* [記述課題 1]: 以下の文章の後に続く行のうち、文字列「flower」を含む行がいくつあるか数え、その数のみを答えてください。大文字と小文字は区別するものとします。

* [提示文章]:
· · · · ·

レイモン・ピカール「新批評または新手の詐欺」


≪新批評≫が作品への回帰を求めることは結構なことだが、この作品たるや、文学作品ではなく(手始めに記号に粉砕しているのだから)、一作家の体験全体なのである。その上、これが「構造主義的」たらんとするのだが、かといって文学的構造のことではなく(破壊したり無視したりしているのだから)、心理学的、社会学的、形而上学的といった構造のことなのだ。こういった考えにより、伝統的に文学作品と呼ばれていたものは資料や兆候、記号の貯蔵庫となり、そこで批評が己を構築するために、整理されていない在庫を勝手気ままに漁る、というのが上で問題にしたことだ。この批評はひとつの単なる出発点、ひとつの口実となるまで成り下がる恐れさえある。だがたいていは、著者の診断の何らかの類型に、そして具体的な何らかの哲学形態、とりわけ一種の現象学存在論といったものの樹立に一役買える一個の「素材」を主として成しているのだ。ランソン(いまだ理解されていないが)はサント=ブーヴを「伝記を成すために作品を用」いたと非難していた。私も同じように言わせてもらえば、我らの≪新批評家たち≫は現象学に、心理分析、歴史哲学に類型学を成すために作品を用いているということだ。こういった試みは確かに興味深いことであるかもしれないが、残念なことに―そしてことが文芸批評だけに厄介なことに―元の現実としての文学への破壊工作が相伴っているのだ。

· · · · ·

* [入力データ]:
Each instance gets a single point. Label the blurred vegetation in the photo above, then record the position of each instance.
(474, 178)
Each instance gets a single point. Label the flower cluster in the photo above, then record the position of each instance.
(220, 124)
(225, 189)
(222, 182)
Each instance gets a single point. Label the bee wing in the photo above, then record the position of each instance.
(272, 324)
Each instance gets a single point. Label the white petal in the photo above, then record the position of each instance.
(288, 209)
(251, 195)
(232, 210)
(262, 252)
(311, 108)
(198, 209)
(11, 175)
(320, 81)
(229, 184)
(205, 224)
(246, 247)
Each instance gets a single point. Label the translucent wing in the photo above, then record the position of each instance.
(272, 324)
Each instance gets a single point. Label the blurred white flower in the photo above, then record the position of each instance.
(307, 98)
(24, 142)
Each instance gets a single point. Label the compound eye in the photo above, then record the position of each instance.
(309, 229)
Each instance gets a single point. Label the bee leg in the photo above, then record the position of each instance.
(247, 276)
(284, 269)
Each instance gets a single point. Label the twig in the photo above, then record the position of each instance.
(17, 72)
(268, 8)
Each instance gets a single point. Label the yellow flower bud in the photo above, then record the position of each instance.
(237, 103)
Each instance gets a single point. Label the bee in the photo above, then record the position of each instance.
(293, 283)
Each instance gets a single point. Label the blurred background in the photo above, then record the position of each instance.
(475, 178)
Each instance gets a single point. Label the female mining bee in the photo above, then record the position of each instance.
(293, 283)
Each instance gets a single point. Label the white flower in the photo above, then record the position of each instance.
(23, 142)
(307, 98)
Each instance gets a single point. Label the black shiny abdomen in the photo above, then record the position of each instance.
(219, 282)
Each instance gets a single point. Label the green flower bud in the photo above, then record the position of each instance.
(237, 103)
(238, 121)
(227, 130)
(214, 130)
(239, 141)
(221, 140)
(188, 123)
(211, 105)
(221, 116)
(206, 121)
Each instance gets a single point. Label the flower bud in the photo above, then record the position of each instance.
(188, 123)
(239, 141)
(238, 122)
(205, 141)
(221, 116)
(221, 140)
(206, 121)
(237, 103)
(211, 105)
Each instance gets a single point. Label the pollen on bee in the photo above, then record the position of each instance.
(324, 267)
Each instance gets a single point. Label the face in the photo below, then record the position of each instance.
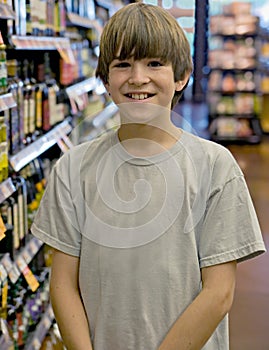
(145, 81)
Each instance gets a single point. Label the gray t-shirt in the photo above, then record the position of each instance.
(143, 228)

· · · · ·

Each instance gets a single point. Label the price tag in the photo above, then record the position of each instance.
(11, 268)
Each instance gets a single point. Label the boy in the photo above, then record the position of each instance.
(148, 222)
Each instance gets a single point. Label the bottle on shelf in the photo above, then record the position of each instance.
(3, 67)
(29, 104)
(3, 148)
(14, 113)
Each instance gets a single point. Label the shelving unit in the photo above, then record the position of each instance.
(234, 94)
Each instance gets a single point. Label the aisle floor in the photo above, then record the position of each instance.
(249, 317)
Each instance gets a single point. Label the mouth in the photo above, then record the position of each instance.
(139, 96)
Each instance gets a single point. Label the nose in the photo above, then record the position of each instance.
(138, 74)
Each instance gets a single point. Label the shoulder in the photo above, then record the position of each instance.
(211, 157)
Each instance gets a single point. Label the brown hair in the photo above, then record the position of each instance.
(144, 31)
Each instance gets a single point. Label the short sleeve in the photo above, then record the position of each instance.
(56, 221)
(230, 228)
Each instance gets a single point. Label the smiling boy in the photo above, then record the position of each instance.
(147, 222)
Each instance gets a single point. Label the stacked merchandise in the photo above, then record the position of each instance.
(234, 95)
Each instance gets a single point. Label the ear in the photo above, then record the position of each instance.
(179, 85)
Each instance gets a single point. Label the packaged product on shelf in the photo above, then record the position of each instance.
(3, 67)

· · · · ·

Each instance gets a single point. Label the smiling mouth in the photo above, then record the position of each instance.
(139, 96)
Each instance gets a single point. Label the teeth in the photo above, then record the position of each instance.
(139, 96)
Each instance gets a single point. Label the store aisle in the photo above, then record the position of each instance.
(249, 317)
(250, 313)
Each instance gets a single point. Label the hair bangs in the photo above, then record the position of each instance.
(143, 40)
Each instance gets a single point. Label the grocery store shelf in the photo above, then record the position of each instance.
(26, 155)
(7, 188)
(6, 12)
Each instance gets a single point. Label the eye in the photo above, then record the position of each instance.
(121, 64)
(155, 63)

· · · · ·

* [記述課題 2]: 上の文章に登場する人名をすべて挙げてください。

* [解答全文 1]: 6

* [解答全文 2]: レイモン・ピカール、ランソン、サント=ブーヴ